When you find the word "below" in a line of the entries, please copy the whole line.

Start of Task material

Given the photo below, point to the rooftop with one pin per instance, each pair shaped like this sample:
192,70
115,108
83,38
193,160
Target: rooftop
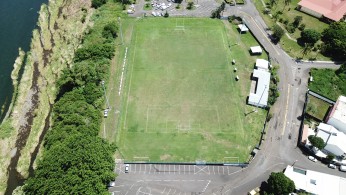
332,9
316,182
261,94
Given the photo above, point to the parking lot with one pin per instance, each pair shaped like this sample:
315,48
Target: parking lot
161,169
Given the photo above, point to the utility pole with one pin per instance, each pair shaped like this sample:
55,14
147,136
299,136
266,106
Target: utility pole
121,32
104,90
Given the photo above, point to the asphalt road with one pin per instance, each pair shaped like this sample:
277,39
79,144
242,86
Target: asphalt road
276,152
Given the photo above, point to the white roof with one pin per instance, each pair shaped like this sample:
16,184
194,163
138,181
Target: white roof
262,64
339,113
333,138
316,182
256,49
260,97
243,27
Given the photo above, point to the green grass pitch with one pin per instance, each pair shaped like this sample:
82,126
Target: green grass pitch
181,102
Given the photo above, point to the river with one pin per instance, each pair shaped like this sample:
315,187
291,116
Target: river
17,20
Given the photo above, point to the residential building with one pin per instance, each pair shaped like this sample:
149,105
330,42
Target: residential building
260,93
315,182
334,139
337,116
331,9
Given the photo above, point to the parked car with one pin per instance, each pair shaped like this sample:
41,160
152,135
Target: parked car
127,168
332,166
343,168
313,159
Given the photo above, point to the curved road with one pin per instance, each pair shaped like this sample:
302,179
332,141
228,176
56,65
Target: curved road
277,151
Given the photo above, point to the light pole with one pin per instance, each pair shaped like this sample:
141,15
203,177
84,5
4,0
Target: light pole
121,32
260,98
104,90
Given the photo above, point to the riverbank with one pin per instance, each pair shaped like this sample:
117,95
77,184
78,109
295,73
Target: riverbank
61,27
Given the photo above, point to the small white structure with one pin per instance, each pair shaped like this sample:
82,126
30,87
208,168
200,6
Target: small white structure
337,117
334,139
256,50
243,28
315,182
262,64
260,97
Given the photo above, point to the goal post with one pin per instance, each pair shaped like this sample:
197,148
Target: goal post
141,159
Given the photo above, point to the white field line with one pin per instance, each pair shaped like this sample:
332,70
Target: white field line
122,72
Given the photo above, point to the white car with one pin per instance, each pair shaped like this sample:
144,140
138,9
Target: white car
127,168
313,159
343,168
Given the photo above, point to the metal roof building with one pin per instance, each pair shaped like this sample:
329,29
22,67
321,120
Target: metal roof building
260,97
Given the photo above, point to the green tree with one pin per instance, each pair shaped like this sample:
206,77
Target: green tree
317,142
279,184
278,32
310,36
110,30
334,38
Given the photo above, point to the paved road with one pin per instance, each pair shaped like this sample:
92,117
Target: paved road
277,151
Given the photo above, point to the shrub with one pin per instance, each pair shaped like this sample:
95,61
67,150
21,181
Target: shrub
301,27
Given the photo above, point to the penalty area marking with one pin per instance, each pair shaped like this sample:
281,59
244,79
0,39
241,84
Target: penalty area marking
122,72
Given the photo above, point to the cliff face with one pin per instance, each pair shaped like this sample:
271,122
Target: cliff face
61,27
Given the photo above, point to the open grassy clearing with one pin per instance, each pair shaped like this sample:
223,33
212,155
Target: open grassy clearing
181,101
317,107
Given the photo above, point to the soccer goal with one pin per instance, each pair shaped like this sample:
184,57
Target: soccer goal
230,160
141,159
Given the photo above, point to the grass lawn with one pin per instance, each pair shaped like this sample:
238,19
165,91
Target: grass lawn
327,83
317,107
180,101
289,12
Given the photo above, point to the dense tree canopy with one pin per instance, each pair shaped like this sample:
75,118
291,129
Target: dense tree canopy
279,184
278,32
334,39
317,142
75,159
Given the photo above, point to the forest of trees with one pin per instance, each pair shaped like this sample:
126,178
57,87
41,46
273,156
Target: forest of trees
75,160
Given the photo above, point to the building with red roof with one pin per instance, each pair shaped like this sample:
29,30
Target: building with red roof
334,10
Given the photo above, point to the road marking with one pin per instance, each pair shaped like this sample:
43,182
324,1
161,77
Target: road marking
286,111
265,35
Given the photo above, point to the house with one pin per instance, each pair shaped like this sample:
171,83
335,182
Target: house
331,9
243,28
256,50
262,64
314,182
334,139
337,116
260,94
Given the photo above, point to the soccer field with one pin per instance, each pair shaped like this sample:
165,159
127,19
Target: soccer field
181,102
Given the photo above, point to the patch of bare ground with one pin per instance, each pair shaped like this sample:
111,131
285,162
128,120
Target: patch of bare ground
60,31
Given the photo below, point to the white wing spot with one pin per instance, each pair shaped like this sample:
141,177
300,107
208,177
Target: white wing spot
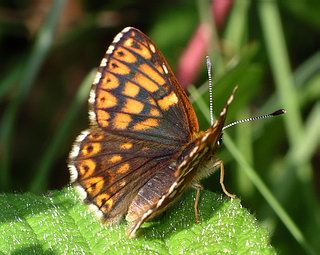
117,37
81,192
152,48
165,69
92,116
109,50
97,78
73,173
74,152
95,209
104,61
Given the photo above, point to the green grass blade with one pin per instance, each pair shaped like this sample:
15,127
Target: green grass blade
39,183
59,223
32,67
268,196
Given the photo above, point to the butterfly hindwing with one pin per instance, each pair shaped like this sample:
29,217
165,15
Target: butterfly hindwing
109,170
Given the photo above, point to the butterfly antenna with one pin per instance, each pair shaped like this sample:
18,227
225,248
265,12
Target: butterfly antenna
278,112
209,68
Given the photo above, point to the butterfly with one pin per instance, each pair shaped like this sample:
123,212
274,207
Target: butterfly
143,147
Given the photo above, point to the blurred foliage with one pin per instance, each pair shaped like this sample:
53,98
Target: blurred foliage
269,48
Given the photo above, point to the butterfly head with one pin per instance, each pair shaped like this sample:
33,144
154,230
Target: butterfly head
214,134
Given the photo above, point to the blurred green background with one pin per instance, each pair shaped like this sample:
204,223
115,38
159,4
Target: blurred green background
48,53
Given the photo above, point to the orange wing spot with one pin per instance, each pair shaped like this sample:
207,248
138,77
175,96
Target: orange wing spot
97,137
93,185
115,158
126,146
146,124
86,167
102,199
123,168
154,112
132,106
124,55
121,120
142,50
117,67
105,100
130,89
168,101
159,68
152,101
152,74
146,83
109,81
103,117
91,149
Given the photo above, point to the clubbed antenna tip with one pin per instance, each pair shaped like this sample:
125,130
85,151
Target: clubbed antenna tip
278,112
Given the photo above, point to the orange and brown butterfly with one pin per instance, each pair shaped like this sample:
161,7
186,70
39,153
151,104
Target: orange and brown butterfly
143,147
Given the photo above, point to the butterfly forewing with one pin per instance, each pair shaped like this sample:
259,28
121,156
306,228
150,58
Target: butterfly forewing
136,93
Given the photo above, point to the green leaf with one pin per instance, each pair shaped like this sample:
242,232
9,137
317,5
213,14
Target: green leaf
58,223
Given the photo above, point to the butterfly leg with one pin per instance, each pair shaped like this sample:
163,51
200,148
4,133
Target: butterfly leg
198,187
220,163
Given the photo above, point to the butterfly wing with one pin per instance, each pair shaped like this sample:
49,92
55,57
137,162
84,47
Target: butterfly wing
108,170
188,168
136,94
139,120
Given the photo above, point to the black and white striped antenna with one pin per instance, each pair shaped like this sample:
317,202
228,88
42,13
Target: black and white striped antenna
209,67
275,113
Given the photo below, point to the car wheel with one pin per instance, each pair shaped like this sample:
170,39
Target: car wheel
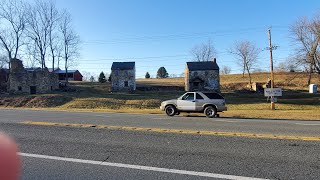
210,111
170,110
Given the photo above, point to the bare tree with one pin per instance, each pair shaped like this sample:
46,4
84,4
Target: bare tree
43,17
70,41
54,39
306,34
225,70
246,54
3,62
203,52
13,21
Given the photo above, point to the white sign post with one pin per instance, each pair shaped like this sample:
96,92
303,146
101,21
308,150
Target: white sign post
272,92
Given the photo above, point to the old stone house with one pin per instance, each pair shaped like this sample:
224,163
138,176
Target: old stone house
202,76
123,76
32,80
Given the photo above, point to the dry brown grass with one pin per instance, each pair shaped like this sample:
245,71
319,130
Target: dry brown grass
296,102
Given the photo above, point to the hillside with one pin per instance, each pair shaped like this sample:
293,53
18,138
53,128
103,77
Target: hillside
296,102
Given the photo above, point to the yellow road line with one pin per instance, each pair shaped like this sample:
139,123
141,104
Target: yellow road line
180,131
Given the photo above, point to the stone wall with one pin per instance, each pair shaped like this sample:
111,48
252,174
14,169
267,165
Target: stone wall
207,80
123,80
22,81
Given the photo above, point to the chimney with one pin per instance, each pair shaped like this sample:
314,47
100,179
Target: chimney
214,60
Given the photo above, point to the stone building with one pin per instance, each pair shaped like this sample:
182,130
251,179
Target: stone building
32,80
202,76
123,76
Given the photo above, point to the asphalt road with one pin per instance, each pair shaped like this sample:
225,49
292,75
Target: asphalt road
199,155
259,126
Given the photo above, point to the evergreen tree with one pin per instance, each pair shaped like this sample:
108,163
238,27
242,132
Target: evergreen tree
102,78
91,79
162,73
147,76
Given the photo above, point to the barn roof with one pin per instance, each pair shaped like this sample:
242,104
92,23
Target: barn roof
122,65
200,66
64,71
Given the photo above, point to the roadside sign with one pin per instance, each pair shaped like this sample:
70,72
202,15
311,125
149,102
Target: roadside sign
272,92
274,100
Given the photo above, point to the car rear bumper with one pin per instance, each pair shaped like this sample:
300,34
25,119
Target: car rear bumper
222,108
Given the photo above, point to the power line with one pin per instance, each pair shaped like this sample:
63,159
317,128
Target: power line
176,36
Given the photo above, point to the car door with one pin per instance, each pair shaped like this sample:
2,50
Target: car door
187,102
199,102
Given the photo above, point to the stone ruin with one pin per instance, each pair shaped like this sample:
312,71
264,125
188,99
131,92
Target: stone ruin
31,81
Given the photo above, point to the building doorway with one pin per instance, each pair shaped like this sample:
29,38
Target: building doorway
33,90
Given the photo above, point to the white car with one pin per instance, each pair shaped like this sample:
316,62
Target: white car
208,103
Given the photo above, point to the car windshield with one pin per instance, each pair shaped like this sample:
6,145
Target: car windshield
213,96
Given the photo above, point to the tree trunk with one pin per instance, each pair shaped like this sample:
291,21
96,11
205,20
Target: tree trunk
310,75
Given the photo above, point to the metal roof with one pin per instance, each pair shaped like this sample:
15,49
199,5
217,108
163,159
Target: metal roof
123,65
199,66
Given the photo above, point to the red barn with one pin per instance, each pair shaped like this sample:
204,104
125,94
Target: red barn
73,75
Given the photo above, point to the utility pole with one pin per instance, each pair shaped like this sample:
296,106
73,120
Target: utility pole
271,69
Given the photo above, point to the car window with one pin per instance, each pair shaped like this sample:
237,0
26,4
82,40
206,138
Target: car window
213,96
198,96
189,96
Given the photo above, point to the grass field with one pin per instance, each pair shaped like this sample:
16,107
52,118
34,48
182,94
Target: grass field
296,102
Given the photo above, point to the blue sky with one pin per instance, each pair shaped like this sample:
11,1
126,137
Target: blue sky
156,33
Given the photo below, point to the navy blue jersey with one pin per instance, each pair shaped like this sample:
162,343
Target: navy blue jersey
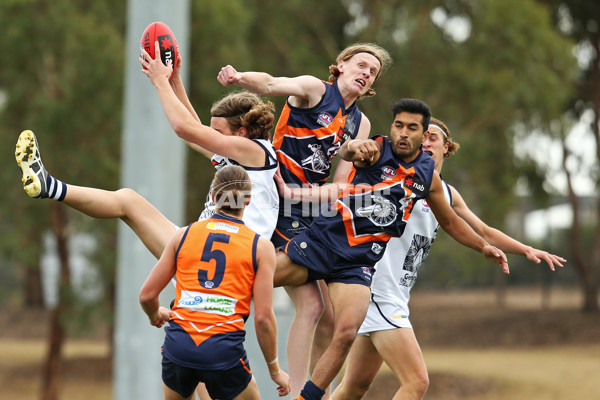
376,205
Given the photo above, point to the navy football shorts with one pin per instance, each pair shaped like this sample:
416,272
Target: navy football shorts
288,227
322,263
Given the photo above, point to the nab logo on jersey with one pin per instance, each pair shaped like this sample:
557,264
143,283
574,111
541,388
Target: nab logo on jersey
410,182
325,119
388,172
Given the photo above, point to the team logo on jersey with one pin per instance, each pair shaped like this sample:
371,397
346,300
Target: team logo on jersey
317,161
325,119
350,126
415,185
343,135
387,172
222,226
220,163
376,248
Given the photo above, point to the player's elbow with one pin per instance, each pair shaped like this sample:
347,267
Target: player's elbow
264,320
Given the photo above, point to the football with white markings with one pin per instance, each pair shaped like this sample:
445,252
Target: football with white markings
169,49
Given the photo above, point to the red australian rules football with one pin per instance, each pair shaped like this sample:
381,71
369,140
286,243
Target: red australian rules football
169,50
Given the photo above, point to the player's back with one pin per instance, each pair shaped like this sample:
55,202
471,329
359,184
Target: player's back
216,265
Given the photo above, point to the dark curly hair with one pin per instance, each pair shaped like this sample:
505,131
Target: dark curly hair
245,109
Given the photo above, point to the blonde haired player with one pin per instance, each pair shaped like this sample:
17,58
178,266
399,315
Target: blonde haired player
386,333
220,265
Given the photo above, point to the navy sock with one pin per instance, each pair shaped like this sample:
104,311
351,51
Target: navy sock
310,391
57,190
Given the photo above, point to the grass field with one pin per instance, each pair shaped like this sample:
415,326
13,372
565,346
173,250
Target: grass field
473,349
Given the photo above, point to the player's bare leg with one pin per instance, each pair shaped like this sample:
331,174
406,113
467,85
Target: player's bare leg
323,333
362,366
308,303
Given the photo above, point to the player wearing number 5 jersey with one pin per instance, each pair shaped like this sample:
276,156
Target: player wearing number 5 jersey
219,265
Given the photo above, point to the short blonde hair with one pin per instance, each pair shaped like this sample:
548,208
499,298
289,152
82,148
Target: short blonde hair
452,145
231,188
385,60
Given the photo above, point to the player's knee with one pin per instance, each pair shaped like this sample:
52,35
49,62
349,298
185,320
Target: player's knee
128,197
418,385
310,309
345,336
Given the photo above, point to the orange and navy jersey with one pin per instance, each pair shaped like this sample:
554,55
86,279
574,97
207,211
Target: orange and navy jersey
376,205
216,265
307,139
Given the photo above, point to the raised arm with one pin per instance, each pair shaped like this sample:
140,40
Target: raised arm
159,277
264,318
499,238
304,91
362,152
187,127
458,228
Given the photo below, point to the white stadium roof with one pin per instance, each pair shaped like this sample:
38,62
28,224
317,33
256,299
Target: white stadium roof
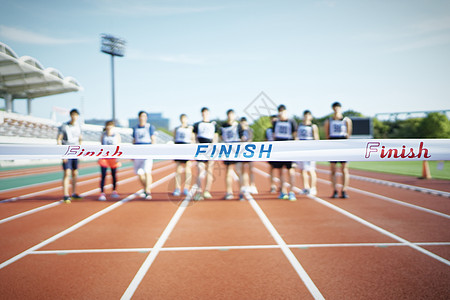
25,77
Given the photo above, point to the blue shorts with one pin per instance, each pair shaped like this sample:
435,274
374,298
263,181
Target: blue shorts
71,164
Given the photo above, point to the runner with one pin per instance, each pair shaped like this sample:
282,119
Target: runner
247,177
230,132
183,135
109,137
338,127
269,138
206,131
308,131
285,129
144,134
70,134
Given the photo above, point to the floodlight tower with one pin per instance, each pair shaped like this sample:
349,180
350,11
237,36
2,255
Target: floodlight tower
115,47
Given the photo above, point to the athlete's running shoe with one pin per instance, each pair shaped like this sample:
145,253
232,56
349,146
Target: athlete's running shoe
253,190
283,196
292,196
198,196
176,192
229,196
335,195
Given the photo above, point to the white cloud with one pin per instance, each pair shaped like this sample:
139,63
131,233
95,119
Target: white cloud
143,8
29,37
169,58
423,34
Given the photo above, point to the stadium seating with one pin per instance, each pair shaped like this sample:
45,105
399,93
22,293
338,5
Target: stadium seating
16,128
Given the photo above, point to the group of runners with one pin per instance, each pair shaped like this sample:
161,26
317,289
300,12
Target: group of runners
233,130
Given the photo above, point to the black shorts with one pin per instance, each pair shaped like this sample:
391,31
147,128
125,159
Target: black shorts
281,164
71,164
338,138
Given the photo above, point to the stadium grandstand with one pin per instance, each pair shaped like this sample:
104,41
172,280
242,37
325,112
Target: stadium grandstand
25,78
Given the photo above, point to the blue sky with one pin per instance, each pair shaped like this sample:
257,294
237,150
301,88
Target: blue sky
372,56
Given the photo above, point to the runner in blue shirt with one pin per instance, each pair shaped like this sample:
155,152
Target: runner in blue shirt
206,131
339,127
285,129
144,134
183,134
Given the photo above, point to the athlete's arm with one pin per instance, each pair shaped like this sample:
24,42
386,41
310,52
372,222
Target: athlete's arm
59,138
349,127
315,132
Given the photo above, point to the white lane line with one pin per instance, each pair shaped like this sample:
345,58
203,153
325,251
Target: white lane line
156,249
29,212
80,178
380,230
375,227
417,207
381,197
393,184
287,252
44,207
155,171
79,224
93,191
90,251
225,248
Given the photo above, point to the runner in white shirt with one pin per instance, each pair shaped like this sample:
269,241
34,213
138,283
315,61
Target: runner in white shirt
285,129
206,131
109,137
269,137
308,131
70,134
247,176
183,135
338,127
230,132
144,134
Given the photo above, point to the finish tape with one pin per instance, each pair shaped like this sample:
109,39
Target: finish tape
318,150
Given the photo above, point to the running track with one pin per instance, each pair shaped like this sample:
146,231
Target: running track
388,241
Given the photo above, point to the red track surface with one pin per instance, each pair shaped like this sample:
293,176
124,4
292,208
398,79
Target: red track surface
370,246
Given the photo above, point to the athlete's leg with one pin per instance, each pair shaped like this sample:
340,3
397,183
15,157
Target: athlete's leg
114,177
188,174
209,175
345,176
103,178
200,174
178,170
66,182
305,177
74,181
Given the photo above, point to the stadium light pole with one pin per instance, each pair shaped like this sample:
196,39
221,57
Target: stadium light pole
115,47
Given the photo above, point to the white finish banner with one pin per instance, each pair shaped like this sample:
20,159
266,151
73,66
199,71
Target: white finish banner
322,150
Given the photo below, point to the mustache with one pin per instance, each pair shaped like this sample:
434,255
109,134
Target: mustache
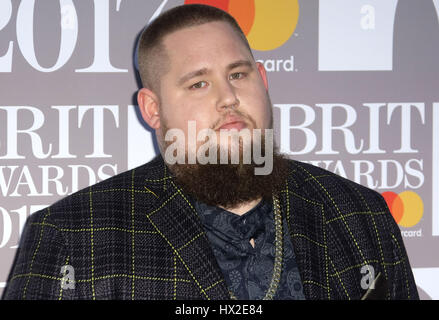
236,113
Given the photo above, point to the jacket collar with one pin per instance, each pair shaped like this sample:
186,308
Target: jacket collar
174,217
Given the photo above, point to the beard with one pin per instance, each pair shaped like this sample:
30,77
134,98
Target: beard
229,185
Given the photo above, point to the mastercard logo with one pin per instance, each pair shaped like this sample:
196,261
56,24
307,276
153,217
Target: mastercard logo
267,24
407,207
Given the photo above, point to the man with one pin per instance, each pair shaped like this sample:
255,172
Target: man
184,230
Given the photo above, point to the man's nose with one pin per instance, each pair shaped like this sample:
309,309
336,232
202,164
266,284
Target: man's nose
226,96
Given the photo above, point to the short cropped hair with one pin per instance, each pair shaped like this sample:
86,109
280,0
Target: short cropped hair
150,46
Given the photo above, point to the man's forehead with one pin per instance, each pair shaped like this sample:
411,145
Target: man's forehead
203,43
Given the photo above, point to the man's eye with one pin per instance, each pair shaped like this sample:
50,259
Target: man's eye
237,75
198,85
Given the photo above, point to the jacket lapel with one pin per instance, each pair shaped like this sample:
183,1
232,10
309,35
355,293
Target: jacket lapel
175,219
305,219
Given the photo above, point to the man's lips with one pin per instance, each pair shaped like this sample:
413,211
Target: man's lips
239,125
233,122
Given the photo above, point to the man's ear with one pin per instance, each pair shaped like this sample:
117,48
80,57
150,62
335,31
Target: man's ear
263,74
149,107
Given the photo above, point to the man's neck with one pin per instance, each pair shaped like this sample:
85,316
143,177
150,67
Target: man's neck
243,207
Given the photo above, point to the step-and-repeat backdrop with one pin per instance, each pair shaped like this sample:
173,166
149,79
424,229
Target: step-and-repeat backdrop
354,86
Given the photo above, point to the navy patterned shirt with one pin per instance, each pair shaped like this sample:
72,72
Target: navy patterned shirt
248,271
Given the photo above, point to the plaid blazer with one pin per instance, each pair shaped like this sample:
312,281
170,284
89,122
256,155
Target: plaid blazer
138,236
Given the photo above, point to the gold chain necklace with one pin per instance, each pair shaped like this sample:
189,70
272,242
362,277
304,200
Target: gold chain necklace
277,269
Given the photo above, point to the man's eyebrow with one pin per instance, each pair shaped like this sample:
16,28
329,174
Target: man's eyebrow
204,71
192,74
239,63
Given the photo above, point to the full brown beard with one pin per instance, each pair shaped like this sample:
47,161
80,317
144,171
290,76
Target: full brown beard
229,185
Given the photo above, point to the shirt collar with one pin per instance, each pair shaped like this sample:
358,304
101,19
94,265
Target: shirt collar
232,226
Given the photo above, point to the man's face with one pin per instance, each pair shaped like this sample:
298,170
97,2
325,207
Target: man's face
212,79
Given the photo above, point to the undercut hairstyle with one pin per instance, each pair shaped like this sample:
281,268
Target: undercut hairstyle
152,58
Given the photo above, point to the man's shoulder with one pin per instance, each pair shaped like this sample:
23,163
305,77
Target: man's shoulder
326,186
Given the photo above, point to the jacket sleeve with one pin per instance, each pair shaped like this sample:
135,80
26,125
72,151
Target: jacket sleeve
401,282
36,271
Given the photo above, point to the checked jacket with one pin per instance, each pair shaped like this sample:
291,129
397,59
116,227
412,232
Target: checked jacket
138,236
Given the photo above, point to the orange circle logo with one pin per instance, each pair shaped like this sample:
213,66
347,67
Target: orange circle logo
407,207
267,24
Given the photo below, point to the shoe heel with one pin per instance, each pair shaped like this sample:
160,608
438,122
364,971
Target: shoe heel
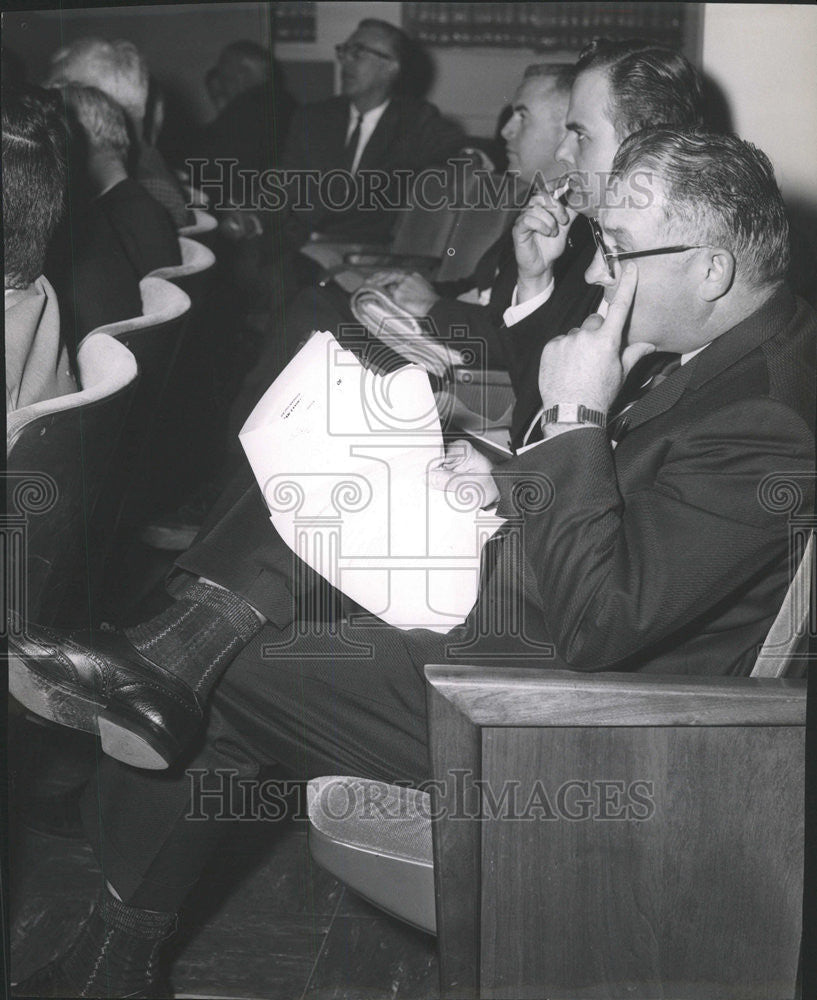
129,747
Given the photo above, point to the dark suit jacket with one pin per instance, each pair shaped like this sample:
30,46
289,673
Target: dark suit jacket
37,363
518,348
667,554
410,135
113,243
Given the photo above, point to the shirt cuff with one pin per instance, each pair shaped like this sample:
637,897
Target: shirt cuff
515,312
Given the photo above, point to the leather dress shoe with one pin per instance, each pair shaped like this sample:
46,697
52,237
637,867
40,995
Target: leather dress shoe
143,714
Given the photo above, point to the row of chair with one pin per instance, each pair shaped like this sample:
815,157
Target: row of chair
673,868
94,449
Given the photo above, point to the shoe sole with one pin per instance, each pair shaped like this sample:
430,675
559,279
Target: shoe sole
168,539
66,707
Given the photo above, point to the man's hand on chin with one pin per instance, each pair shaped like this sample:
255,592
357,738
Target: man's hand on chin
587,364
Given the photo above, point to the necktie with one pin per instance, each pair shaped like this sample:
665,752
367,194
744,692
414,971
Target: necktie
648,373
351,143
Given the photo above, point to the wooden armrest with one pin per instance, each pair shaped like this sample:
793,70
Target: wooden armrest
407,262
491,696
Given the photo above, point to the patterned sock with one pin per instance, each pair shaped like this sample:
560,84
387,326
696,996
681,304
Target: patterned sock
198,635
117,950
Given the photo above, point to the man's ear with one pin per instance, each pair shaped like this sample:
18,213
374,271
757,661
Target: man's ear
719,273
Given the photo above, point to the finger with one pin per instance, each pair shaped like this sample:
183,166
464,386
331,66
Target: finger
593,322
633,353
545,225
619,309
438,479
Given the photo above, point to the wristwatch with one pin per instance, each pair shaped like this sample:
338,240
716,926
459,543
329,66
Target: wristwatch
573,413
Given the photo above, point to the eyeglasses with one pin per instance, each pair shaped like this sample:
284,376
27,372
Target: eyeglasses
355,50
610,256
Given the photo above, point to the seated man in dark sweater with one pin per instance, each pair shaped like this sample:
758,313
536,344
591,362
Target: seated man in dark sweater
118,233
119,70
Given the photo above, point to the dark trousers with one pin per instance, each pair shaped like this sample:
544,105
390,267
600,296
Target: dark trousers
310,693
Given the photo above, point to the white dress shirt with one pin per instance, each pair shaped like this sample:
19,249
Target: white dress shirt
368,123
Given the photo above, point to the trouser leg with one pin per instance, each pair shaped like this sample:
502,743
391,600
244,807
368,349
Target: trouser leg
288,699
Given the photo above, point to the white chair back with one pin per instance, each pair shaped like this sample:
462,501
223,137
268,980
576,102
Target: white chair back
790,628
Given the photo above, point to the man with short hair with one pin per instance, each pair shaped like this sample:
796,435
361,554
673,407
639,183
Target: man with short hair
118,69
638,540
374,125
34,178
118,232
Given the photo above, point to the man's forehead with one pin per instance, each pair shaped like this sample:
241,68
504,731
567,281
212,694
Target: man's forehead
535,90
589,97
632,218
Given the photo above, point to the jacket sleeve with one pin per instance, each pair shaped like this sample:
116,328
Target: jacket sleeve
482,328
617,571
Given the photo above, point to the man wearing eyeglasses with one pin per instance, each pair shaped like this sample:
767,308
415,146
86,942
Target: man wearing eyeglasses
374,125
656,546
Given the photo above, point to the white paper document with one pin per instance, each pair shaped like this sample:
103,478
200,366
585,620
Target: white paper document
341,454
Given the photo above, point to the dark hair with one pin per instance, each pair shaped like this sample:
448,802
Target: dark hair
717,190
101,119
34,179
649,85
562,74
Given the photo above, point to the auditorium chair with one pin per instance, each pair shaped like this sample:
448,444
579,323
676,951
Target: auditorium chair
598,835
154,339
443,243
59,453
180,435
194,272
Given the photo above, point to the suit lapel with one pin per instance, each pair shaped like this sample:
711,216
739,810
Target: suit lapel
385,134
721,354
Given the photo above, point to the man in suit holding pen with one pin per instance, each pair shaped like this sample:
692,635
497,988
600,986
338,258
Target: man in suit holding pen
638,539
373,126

End of Task material

» **Result for this exercise**:
Given the photo below, point to the rooftop with one pin per instance, each pair shaped like this sample:
Given the photo below, point to the white wing spot with one pin per instance, each pair shaped like this sample:
Given the photo below, point to the car wheel with one pin per instance, each pair shaped like this sample:
Given the photo below, point to the navy blue jersey with one pin per instance, each pair shaped like this sample:
Given the photo below, point to the white stadium roof with one pin per instance, each pair shaped like this sample:
Given the photo below, point to the mustache with one pin per instance, each pair shaped like this sample:
Given the photo below, point to the shoe heel with one pin per instance, each pair shaped like this sample:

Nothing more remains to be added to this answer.